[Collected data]
_ _ _ _ _ _ _

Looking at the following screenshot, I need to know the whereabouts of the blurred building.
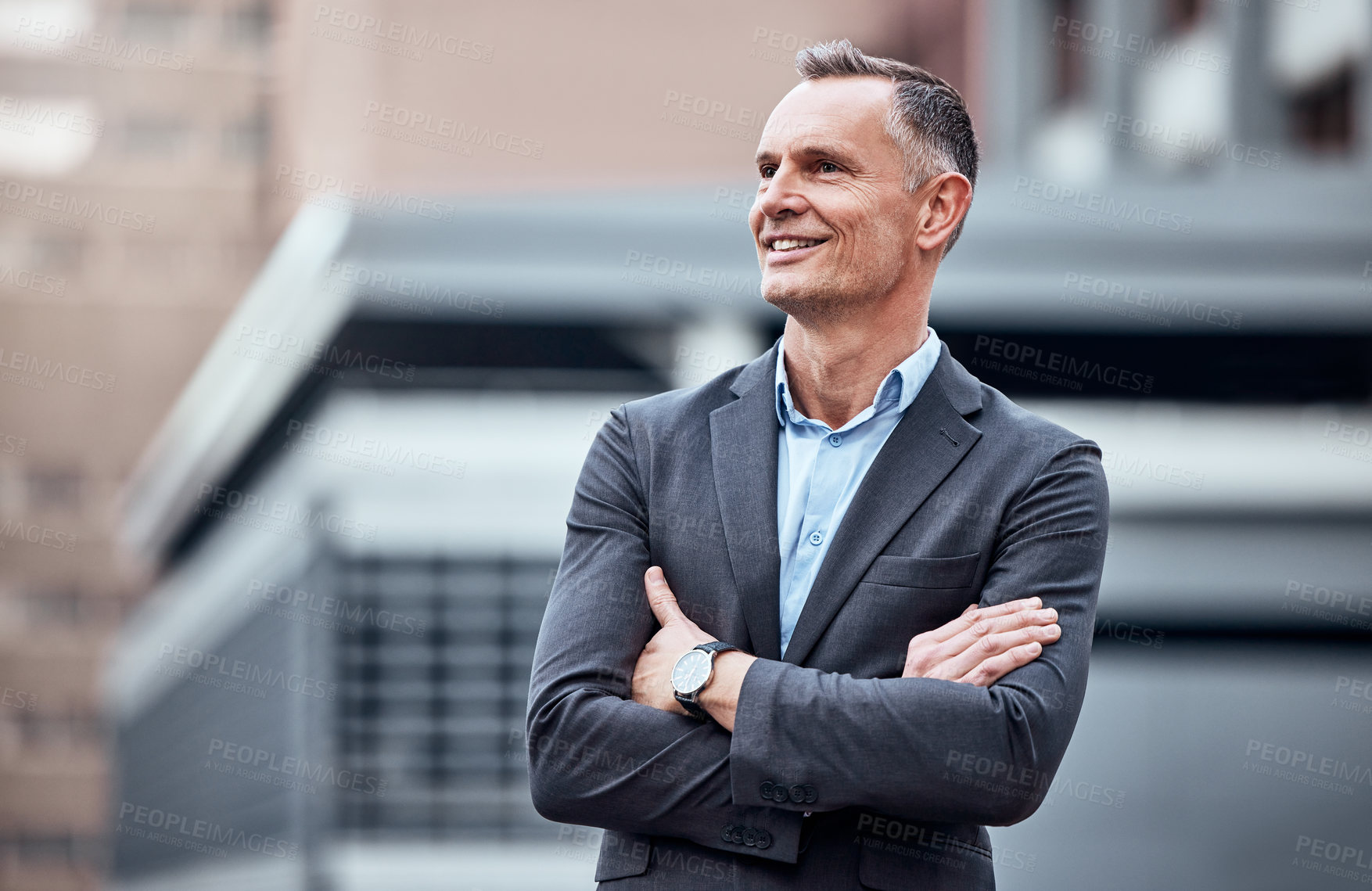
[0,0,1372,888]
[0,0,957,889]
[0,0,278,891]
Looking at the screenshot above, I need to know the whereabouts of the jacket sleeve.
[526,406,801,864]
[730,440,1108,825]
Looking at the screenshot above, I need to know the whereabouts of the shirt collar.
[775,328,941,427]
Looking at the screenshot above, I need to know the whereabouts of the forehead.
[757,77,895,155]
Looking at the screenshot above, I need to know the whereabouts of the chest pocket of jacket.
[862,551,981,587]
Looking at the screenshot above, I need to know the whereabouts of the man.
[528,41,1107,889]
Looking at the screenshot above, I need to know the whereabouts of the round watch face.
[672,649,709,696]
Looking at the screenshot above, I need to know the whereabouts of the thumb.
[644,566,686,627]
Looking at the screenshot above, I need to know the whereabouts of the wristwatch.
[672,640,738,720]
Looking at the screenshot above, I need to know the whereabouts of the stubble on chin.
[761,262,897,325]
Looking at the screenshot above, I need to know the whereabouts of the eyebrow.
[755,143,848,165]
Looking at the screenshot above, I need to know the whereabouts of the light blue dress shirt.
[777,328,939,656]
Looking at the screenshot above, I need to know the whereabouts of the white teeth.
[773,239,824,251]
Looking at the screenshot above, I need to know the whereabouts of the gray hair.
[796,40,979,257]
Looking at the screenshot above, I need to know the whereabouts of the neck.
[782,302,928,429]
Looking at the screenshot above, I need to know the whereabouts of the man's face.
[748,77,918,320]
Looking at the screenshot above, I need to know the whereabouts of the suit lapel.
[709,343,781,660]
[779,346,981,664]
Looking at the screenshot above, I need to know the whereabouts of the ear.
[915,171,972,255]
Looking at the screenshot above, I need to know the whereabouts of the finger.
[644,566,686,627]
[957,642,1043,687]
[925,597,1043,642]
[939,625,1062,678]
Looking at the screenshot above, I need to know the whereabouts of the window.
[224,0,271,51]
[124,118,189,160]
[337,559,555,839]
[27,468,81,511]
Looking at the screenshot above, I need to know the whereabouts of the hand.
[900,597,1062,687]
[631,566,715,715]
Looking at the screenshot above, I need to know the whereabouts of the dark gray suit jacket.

_ _ _ _ _ _ _

**YOUR INSTRUCTIONS**
Reproduce the records starting at the line that contains "the suit lapel." and stopping after the line that contains "[631,566,715,715]", requests included. Lower every bounding-box coordinate in the answers by 125.

**SOLUTION TO THIS TASK**
Looking at the screenshot above, I need to know the whereabouts of the suit lapel.
[584,218,656,535]
[654,221,856,539]
Looking at the screenshot above, I need to know the whereabouts of the ear.
[790,46,847,130]
Looking at the screenshot above, I need to know the whereabouts of the finger.
[519,441,561,502]
[832,517,918,562]
[800,472,918,517]
[814,500,937,553]
Looking at the screenshot above, I need to know the whereabouts of the window.
[99,-125,146,-74]
[-1,-7,64,35]
[212,434,430,714]
[-98,343,-44,386]
Looking at the screenshot above, I need to know the whereabouts of the hand.
[775,472,937,562]
[506,441,590,590]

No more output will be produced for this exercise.